**WHAT IS REQUIRED:** Rescale everything from the line containing "Trace the outline of every instance of the clearing" down to the line containing "[[441,0],[0,0],[0,97],[24,77],[120,98],[427,65],[442,13]]", both included, writing out every line in full, instructions included. Multiply each vertex coordinate in the outlines by 1.9 and round it to a whole number, with halves rounded up.

Source data
-- Start --
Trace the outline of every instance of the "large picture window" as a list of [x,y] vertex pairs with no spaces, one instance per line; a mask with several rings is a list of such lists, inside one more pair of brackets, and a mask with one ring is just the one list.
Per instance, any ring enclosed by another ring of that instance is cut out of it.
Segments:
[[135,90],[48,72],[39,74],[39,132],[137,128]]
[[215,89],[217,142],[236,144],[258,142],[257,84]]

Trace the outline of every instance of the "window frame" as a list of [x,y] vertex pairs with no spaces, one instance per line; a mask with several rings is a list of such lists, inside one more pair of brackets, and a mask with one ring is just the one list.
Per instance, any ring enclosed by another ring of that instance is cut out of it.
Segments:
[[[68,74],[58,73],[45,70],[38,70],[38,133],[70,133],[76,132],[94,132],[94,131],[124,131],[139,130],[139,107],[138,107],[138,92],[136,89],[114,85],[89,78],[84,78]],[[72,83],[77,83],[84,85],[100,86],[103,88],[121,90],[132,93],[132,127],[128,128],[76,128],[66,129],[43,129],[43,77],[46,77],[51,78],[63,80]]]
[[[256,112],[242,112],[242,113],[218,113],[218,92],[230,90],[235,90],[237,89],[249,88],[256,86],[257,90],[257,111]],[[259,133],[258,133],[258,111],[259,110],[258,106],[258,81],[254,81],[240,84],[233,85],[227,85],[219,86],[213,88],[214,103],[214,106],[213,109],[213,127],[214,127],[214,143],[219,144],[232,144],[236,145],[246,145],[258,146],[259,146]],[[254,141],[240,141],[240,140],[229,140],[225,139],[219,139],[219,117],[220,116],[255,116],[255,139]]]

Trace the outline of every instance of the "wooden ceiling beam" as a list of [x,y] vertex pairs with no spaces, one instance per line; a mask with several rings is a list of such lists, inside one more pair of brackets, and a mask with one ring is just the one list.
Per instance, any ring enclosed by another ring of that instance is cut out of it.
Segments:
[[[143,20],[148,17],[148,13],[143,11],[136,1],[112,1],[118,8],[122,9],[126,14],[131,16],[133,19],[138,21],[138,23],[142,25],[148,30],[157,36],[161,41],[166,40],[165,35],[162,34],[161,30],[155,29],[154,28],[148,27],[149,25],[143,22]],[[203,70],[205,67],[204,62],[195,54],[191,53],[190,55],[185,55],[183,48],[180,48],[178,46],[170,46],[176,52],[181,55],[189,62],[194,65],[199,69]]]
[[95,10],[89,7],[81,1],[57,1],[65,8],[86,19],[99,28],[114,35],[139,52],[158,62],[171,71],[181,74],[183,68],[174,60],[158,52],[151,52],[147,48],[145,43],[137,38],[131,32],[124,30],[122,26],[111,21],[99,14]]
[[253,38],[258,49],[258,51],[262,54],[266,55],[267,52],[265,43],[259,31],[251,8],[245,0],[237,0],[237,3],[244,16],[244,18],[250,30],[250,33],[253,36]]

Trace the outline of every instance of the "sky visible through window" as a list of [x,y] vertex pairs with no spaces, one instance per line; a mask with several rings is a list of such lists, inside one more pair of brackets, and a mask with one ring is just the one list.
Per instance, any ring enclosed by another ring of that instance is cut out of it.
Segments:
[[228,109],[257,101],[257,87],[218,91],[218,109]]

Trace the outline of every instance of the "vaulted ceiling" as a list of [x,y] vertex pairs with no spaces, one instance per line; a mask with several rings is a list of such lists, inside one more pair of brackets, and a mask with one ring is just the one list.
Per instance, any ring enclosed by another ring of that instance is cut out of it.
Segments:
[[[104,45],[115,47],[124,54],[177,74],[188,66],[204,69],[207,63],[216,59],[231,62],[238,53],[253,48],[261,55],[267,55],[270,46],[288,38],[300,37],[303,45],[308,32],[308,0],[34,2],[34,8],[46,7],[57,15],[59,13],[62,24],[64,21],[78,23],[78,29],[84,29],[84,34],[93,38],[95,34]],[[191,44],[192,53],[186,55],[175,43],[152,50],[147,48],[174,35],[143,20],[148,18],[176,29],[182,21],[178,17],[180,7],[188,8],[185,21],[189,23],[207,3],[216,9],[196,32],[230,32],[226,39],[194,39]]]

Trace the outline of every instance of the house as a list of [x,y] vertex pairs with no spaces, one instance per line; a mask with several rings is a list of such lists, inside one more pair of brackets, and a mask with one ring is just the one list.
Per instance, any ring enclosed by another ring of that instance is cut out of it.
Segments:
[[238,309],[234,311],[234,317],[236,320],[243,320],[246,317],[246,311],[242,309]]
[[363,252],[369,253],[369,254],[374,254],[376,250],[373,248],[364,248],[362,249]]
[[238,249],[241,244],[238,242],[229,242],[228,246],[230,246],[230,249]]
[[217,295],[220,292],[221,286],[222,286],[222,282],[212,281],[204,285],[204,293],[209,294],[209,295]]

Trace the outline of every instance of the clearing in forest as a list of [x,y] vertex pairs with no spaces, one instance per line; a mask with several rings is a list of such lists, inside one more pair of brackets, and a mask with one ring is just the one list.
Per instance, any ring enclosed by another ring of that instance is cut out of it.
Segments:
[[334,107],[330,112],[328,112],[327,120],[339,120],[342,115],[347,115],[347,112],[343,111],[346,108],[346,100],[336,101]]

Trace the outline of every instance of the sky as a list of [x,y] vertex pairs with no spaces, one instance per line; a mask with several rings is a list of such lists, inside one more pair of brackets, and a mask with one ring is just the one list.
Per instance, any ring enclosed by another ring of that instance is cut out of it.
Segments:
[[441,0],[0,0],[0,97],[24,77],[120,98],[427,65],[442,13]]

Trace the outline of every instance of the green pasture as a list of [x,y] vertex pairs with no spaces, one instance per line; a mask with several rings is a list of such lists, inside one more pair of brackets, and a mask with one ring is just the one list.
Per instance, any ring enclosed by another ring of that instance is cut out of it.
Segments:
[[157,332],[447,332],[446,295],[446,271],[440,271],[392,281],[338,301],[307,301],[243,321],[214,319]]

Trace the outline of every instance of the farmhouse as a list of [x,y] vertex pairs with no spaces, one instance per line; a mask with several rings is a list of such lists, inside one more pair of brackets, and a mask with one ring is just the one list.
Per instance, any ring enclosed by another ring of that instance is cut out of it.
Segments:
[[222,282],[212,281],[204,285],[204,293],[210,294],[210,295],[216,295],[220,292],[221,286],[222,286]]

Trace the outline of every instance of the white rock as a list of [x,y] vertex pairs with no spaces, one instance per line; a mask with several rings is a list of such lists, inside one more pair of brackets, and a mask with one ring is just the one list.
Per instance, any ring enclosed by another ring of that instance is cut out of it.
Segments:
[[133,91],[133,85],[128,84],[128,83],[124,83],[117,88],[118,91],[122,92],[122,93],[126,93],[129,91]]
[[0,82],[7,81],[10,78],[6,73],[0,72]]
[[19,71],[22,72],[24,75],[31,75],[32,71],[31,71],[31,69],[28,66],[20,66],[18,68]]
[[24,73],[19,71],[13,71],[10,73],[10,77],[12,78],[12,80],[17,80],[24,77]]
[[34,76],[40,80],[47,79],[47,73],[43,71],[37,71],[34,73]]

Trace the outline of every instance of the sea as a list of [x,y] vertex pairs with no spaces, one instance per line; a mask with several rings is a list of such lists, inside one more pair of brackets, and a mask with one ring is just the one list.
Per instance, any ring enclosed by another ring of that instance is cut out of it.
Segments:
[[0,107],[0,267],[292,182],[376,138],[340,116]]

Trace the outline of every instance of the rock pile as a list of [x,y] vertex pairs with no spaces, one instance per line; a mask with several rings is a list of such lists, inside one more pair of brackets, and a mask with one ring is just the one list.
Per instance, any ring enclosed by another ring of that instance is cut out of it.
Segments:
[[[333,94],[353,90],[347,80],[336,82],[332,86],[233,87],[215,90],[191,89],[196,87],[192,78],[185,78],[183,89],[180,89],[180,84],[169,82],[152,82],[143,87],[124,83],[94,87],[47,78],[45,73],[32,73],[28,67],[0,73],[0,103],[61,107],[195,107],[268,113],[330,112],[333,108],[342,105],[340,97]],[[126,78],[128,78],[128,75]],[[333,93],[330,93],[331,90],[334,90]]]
-- End --
**COMPLETE ANSWER:**
Trace the outline of every instance of the clearing in forest as a list of [x,y] vertex pairs with no spaces, one instance per line; a mask with several rings is a list of such lists, inside one more pair of brackets, and a mask with one ring is just the one list.
Per instance, any ring enclosed by another ring of that instance is cut out of it.
Segments:
[[635,203],[627,213],[623,213],[621,228],[644,228],[650,219],[659,219],[659,213],[652,211],[657,205],[657,190],[638,192]]

Trace the outline of every instance of the sky as a list of [x,y] vertex pairs with no spaces, one instance per line; a mask with several rings is a list of such lists, inside one more pair of brackets, and a mask with one ring is just the one list.
Per instance, any ring enclosed by another ring of that instance is cut out of it.
Segments:
[[838,0],[0,0],[0,184],[46,146],[228,186],[811,124],[840,25]]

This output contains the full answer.